Thursday, December 13, 2001


Long before the threat to the nation's nuclear facilities was made frighteningly real by the terrorist attacks of Sept. 11, Rep. Phil English, R-Pa., introduced a bill in Congress that would provide for stockpiling potassium iodide tablets in areas within a 50-mile radius of a nuclear power plant and called for a strategy to store and deliver such tablets to persons who may be affected by a disaster at such a plant. But English's bill has been bottled up in committee since last March. It's time for Rep. Steve LaTourette, R-Ohio, chairman of the House Transportation and Infrastructure Committee, to get H.R. 873 back on track.
English's bill was a good idea before. Now it has become an imperative.
Why? Because this week the Food and Drug Administration issued guidelines for the use of potassium iodide to reduce the risk of thyroid cancer in children and adults in emergencies involving the release of radioactive iodine into the environment. Radioactive iodine is a component of nuclear fallout. Potassium iodide works by preventing the body's absorption of the radioactive element.
FDA recommendations: The FDA document advises other federal agencies and state and local governments on safe and effective dosages of potassium iodide as an addition to other protective measures, such as evacuation, sheltering and assurance of uncontaminated food and milk for infants and children, who are most susceptible to radiation-induced thyroid cancer. The agency's new recommendations are derived from a review of the much more comprehensive and reliable data in studies conducted after the Chernobyl nuclear reactor accident in April 1986.

[RECORDED DATA]

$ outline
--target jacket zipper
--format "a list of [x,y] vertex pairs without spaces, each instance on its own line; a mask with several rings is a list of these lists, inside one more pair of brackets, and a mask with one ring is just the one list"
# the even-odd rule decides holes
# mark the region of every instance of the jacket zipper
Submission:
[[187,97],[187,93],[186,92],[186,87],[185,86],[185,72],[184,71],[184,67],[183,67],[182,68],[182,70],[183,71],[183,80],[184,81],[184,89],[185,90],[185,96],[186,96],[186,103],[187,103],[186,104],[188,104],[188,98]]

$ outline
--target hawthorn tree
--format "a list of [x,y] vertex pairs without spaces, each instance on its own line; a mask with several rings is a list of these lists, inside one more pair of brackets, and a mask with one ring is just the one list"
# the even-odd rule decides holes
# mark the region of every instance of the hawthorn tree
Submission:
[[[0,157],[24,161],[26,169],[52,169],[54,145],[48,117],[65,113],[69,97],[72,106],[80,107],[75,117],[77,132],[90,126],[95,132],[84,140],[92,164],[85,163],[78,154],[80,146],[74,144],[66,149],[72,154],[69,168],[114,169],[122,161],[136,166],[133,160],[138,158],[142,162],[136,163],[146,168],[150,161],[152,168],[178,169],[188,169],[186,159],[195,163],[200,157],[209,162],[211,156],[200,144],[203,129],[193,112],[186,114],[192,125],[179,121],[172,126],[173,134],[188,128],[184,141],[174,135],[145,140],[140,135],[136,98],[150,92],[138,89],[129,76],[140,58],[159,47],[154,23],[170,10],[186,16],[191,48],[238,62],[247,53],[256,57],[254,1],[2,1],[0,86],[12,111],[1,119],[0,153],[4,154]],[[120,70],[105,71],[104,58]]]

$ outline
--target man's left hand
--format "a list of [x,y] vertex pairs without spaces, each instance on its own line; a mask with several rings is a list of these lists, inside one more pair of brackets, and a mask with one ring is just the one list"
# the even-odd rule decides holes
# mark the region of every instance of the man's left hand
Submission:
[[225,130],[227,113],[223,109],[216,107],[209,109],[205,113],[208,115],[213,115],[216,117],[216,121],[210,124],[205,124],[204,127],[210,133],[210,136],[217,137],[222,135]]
* * *
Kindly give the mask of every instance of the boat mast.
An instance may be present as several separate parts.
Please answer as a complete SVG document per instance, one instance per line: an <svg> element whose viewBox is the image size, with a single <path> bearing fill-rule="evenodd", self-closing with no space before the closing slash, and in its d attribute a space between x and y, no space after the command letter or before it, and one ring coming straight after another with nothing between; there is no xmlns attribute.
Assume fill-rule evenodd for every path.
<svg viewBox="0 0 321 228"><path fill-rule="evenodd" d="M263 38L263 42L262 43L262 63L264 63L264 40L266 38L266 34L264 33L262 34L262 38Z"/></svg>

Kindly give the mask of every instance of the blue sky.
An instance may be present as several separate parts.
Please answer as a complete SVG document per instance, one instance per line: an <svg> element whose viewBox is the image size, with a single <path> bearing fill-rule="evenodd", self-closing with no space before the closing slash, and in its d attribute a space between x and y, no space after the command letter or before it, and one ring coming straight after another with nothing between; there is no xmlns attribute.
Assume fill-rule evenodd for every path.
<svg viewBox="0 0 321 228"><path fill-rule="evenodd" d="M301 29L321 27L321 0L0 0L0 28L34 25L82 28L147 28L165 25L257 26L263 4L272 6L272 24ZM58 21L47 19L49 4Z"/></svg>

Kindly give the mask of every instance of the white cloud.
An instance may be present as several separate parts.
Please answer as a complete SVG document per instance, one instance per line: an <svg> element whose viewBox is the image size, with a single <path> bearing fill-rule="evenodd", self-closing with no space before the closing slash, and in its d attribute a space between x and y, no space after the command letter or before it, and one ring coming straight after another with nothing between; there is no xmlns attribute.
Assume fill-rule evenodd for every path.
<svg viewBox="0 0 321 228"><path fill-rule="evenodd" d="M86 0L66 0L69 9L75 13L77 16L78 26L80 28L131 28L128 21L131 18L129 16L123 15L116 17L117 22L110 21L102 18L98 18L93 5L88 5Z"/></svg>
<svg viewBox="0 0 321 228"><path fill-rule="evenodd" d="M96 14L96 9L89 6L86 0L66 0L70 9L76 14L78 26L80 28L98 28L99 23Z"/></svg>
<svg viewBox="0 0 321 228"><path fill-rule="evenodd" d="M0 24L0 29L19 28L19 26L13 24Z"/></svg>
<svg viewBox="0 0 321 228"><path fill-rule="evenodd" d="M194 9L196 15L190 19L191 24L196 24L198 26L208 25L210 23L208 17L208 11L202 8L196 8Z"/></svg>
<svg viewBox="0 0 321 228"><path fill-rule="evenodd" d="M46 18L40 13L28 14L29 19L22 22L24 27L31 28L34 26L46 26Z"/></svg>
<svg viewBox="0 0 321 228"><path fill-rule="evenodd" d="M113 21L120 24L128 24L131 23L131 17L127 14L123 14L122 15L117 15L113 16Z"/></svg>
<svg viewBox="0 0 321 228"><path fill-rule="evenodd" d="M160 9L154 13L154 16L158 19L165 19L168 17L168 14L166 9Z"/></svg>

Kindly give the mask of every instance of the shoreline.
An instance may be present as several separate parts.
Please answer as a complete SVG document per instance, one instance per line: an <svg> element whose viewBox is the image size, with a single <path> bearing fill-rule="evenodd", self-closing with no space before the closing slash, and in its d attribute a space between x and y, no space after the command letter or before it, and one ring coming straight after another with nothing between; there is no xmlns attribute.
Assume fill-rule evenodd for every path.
==
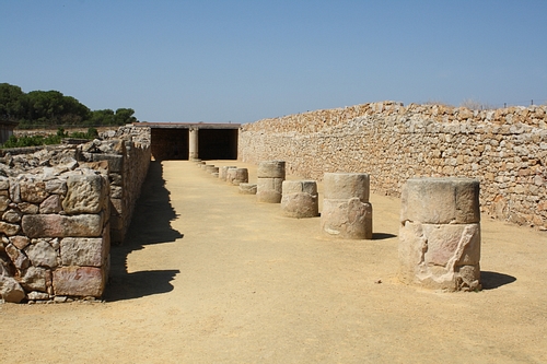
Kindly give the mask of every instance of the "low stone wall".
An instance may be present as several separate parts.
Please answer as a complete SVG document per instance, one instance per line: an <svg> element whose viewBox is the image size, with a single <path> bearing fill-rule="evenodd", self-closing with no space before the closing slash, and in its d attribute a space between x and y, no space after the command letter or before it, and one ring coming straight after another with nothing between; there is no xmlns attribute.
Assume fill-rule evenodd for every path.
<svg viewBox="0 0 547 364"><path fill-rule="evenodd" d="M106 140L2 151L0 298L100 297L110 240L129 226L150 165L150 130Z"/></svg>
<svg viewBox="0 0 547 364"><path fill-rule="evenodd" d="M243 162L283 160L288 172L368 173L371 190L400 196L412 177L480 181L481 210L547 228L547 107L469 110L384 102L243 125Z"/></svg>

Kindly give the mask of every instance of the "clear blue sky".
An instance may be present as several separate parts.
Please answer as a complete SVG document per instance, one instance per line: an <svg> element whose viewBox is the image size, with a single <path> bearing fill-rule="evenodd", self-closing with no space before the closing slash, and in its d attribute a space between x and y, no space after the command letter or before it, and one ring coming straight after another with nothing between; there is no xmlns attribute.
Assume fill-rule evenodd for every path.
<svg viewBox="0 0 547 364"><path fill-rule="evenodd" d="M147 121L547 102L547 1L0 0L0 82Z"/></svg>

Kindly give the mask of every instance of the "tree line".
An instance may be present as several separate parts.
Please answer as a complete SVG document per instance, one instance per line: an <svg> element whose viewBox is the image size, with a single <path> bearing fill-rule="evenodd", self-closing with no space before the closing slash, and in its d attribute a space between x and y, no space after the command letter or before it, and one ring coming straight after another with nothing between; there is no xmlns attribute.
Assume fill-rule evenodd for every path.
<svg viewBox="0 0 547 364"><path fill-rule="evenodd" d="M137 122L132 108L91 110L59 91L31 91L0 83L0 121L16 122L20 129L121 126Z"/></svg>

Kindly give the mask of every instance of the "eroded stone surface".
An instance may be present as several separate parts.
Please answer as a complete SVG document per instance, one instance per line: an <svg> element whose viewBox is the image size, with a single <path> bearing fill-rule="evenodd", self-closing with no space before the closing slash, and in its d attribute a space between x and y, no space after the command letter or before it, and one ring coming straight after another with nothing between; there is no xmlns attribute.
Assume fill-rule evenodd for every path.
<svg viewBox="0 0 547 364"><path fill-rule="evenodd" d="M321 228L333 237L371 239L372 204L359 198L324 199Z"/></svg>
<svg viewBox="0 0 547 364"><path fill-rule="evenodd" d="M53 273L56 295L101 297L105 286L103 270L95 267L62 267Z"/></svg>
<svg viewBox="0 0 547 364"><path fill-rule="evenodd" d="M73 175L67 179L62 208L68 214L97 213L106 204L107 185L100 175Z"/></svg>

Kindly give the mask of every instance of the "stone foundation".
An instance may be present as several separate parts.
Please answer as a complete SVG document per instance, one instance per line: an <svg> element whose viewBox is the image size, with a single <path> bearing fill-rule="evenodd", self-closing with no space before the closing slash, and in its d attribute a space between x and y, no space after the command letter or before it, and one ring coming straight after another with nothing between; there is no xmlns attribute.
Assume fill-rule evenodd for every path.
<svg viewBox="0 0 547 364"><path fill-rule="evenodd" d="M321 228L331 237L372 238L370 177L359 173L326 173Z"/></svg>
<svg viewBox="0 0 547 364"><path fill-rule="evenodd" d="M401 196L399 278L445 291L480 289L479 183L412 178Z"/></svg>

[WORK ITEM A]
Answer these from the potassium iodide editorial:
(i) Within what radius of a nuclear power plant would English's bill stockpile potassium iodide tablets?
(ii) Who chairs the House Transportation and Infrastructure Committee?
(iii) In what month and year did the Chernobyl nuclear reactor accident happen?
[WORK ITEM B]
Print the part of the potassium iodide editorial that begins at the words "Long before the" and stops after "back on track.".
[WORK ITEM C]
Carry on the potassium iodide editorial from the point where it ends.
The records have nothing to do with this work.

[RESPONSE A]
(i) A 50-mile radius.
(ii) Rep. Steve LaTourette, R-Ohio.
(iii) April 1986.

[RESPONSE B]
Long before the threat to the nation's nuclear facilities was made frighteningly real by the terrorist attacks of Sept. 11, Rep. Phil English, R-Pa., introduced a bill in Congress that would provide for stockpiling potassium iodide tablets in areas within a 50-mile radius of a nuclear power plant and called for a strategy to store and deliver such tablets to persons who may be affected by a disaster at such a plant. But English's bill has been bottled up in committee since last March. It's time for Rep. Steve LaTourette, R-Ohio, chairman of the House Transportation and Infrastructure Committee, to get H.R. 873 back on track.

[RESPONSE C]
After the meltdown of the Chernobyl nuclear reactor in the now former Soviet Union, the distribution of potassium iodide was credited with lowering the death and disease toll in nearby Poland.
With the Perry Nuclear Power Plant 25 miles east of Cleveland in Lake County and the Beaver Valley Power Plant on the Ohio River at Shippingport, Pa., residents in this region have reason for concern.
The FDA makes it clear that doses of potassium iodide should continue until the risk of exposure has passed, but if it takes days to round up adequate supplies of the special salt the result could be catastrophic. Just look at the difficulty the federal government had in trying to obtain enough antibiotics to protect those who had been exposed to anthrax.
Nuclear power plant workers have access to the product which is available for purchase over the counter without a prescription. But few pharmacies routinely stock the product. English's measure would put potassium iodide where it could do the most good.